Exercise input –
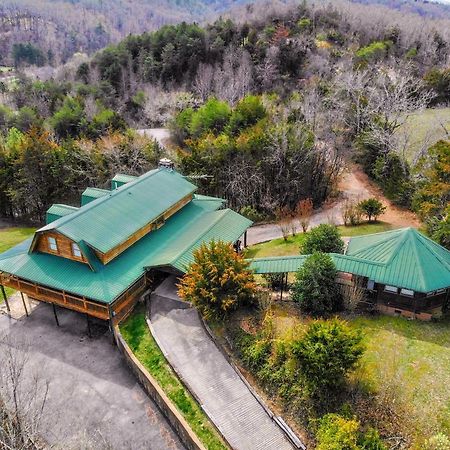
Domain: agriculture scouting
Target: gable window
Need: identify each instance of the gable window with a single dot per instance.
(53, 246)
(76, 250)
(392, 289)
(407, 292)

--

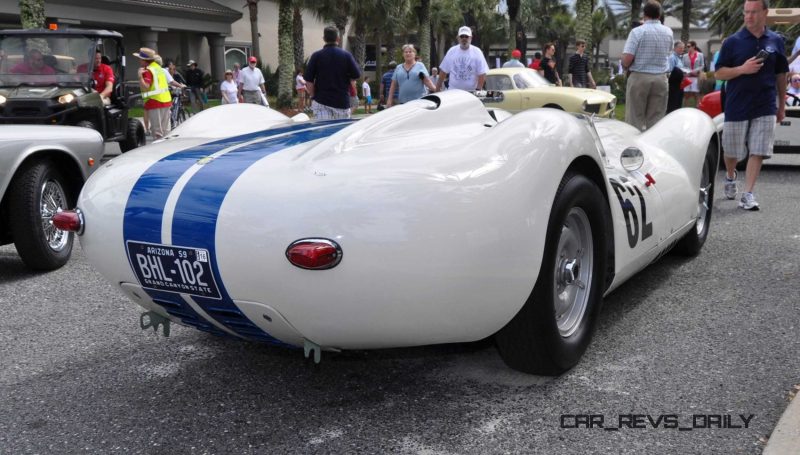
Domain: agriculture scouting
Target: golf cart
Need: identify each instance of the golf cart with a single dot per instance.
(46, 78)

Task description –
Some lines of the records above may hold the word "Target". Report how many, and nothing else.

Solved problem –
2